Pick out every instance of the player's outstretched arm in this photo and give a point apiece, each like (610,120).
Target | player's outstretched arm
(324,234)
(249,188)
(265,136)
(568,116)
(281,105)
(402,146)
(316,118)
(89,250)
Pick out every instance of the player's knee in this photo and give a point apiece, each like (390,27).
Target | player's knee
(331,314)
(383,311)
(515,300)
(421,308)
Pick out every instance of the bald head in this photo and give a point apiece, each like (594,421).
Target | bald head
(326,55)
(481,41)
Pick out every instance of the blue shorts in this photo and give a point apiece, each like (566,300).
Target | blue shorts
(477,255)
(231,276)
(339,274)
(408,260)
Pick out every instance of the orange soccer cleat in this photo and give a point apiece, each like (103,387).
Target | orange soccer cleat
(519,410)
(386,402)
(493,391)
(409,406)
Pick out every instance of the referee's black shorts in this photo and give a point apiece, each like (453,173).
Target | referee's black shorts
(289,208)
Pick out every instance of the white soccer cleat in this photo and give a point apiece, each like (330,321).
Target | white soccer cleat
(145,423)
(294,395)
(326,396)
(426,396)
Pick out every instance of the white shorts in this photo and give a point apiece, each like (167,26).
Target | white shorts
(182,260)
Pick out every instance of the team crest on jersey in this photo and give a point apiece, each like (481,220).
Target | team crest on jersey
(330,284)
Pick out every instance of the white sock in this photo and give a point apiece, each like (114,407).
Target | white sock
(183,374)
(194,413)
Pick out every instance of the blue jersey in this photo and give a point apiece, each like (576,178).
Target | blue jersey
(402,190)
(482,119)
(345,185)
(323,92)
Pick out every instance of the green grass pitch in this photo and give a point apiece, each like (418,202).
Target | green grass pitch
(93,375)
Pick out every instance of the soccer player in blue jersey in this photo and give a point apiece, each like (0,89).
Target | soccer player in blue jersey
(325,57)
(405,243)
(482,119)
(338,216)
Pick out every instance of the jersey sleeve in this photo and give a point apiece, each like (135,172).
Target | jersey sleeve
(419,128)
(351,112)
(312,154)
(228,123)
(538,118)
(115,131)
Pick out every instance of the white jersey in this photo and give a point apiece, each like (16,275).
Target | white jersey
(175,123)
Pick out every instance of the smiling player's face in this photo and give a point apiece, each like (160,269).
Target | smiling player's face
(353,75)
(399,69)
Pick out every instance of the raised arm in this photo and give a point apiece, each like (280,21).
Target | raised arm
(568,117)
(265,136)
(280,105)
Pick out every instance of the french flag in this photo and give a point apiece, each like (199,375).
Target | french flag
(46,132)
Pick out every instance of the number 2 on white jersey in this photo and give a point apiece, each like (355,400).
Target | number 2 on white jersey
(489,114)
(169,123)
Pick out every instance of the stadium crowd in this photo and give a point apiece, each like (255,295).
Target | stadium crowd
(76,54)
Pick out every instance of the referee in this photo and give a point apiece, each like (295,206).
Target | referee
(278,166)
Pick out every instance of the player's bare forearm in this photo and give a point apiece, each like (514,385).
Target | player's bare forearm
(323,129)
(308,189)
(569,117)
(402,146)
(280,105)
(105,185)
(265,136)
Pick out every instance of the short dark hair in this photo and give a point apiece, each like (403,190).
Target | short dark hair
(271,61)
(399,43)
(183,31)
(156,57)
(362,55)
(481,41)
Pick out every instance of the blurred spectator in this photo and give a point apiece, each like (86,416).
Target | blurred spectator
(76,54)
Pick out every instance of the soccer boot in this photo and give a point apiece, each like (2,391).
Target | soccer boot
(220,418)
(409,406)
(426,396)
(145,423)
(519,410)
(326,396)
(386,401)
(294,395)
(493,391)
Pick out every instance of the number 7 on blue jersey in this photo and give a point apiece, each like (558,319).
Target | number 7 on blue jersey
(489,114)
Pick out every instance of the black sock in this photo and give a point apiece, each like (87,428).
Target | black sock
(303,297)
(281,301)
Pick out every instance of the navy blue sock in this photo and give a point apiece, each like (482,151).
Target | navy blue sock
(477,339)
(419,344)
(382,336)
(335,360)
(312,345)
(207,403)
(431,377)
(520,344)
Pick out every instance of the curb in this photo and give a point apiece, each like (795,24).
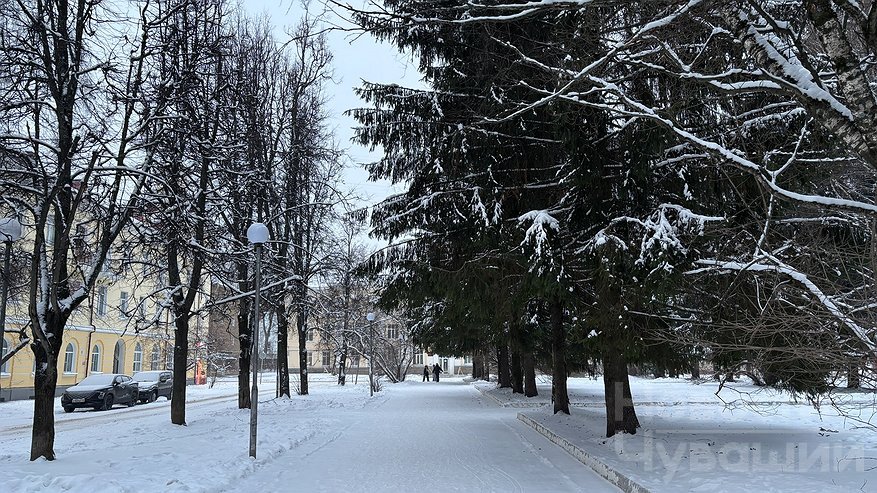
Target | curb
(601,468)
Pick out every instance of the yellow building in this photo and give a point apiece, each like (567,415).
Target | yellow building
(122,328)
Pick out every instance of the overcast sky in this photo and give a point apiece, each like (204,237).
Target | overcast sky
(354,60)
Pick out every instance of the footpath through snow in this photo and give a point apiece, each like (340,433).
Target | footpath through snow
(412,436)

------------

All the records above need to be given again word for word. Skip the pictures.

### Written response
Pick out every instance of the player's outstretched arm in this photo and give a point apiece, each like (610,120).
Target | player's outstretched arm
(324,234)
(249,188)
(265,136)
(568,116)
(281,105)
(402,146)
(316,118)
(89,250)
Pick out every instance of the player's knee in this photo and give a point apiece, each like (390,27).
Target | player's knee
(331,314)
(383,311)
(515,300)
(421,308)
Pick out every instance of the bald head in this photo and give a point apiece, each like (594,421).
Target | bald head
(326,55)
(481,41)
Pick out every instance of the blue shorts in this photo and give a point apiece, each like (566,300).
Target | blue shorts
(477,255)
(231,276)
(339,274)
(408,260)
Pick out every instance of the orange soccer cleat in this photo and give a point apiece, each like (103,387).
Target | orange soccer cleat
(519,410)
(386,402)
(493,391)
(409,406)
Pick out every instance of the referee's black shorts in this photo and give a point apiece, each like (453,173).
Target | referee's black shorts
(289,208)
Pick out every instance of the white soccer cleat in this photo and give a point apiece, each like (330,321).
Target | white soccer cleat
(145,423)
(294,395)
(326,396)
(426,396)
Pick out every instance of the white shorts in this photo and give a point apiece, each like (167,26).
Target | white shorts
(182,260)
Pick out every instance of the team crest on jersey in this photo and give a point apiece, each like (481,220).
Target | team crest on jersey
(330,284)
Pick out every instance of the white sock in this photo and give a point apiece, each like (114,407).
Target | white sock
(183,374)
(194,413)
Pick out every instance of the blue jersey in this photo and give a point apiece, each like (576,178).
Target | blue jersey
(402,190)
(482,119)
(345,185)
(323,92)
Pick out every instance of the green grass pitch in this photo and give a point apiece, each like (418,202).
Target | green grass pitch
(93,375)
Pick out every instance of the soccer player in blue jersey in this photo and give a point apiece, each like (0,89).
Target | soccer player in blue jersey
(325,57)
(405,243)
(482,119)
(338,216)
Pick out every instance of the jersey sleeve in this photo and give a point apiece, each like (135,172).
Target | jersey sleeve
(419,128)
(351,112)
(312,154)
(228,123)
(538,118)
(115,131)
Pick out every instance of the white jersey in this photo and give a point apiece, each like (16,275).
Target | white jersey
(175,123)
Pick out every instance of the smiling player's face in this photo and give a point apiece, each like (160,269).
Target | smiling player's face
(353,75)
(399,69)
Pick out every instance of the raised arm in this photo and give a point apiece, each like (280,21).
Target | raised arm
(568,117)
(265,136)
(280,105)
Pick out every instance of the french flag in this photo and give a point apiece, each like (199,375).
Target | french flag
(46,132)
Pick out every instance of the number 2 on white jersey in this photo and give a point apiece, each like (355,400).
Target | number 2 on white jersey
(489,114)
(169,123)
Pick out every instance of the stadium crowd in this photo and give a point apiece, each like (255,295).
Target | stadium crowd
(76,54)
Pick out every instance of the referee in this photo and give a point apiece, each like (295,206).
Target | referee
(278,166)
Pick out every instance of the player's bare forearm in this photo and give a point apiece, each like (514,385).
Target | player's bare forearm
(323,129)
(308,189)
(569,117)
(402,146)
(280,105)
(105,185)
(265,136)
Pick out every instance of the short dark hair in this photo and give a point apiece, each like (403,190).
Target | short dark hair
(271,61)
(399,43)
(183,31)
(156,57)
(362,55)
(481,41)
Pick out every instance of the blurred spectator in this photo and give a point apiece, each like (86,416).
Target | blurred spectator
(76,54)
Pick out every instance of the soccer boot in this photo and give a point apiece, each like (2,391).
Target | soccer boot
(220,418)
(409,406)
(426,396)
(145,423)
(519,410)
(326,396)
(386,401)
(294,395)
(493,391)
Pick out every instance of the number 7 on blue jersey in this photo and give a point apiece, each like (558,319).
Target | number 7 on blue jersey
(489,114)
Pick out every instance of the black sock in this photo and give a point apiece, each like (87,428).
Target | black sock
(303,297)
(281,301)
Pick out every instance of the navy blue sock in this photo and give a point apiece, each like (482,151).
Target | navy blue sock
(477,339)
(419,344)
(382,336)
(335,360)
(312,345)
(207,403)
(431,377)
(520,344)
Pick out every instance of the curb in this photo and give a point apiece, each like (795,24).
Target | curb
(601,468)
Pick out every instance of the yellow building in this photo and give a point apiece, each like (567,415).
Target | yellow building
(122,328)
Pick out every instance of the overcast sky in this photo and give a point apiece, each like (204,237).
Target | overcast sky
(354,60)
Pick out every instance of the footpath through snow in this photo and give a point apiece, each like (340,433).
Target | footpath through snow
(412,436)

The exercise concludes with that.